### EXERCISE OBJECTIVE
Reproduce every one of the following items word for word.

### THE RECORDS
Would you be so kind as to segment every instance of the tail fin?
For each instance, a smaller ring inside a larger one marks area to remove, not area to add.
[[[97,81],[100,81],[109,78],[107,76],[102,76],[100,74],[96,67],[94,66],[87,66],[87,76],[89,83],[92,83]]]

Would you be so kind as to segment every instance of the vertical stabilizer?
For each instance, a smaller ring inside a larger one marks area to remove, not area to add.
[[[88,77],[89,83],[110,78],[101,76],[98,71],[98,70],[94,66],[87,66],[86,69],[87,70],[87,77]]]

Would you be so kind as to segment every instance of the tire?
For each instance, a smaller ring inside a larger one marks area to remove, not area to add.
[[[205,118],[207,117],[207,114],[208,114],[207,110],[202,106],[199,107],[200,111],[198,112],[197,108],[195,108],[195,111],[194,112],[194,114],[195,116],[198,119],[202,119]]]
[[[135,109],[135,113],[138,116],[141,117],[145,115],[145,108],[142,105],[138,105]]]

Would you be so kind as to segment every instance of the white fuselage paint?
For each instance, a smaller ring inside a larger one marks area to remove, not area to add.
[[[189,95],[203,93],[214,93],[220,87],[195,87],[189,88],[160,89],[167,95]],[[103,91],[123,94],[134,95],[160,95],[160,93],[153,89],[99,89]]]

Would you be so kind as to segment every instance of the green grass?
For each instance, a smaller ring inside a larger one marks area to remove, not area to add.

### TASK RESULT
Would you be so kind as to segment every instance of the tail fin?
For each instance, a smaller ring inside a larger one marks area to remove, not area to add.
[[[97,81],[100,81],[109,78],[107,76],[102,76],[100,74],[96,67],[94,66],[87,66],[87,76],[89,83],[92,83]]]

Would you be so kind as to segment every instance of the vertical stabilizer?
For each instance, a smaller ring inside a larger one marks area to remove, not area to add.
[[[88,77],[89,83],[110,78],[101,76],[98,71],[98,70],[94,66],[87,66],[86,69],[87,70],[87,77]]]

Would you be so kind as to segment every instance of the tire?
For each instance, a smaller ring inside a larger one marks area to remove, not area to add.
[[[205,118],[207,117],[207,114],[208,114],[207,110],[202,106],[199,107],[200,111],[198,112],[197,108],[195,108],[195,111],[194,112],[194,114],[195,116],[198,119],[202,119]]]
[[[135,109],[135,113],[138,116],[141,117],[145,115],[145,108],[142,105],[138,105]]]

Would you be so kind as to segment every instance of the white fuselage paint?
For each instance, a smaller ring inside a larger one marks area to remove, not area to add.
[[[189,95],[203,93],[214,93],[220,87],[195,87],[189,88],[160,89],[167,95]],[[103,91],[123,94],[134,95],[160,95],[160,93],[153,89],[99,89]]]

Would you be so kind as to segment every instance of the green grass?
For each instance, a smaller ring inside a larger one marks area to remove, not area to add.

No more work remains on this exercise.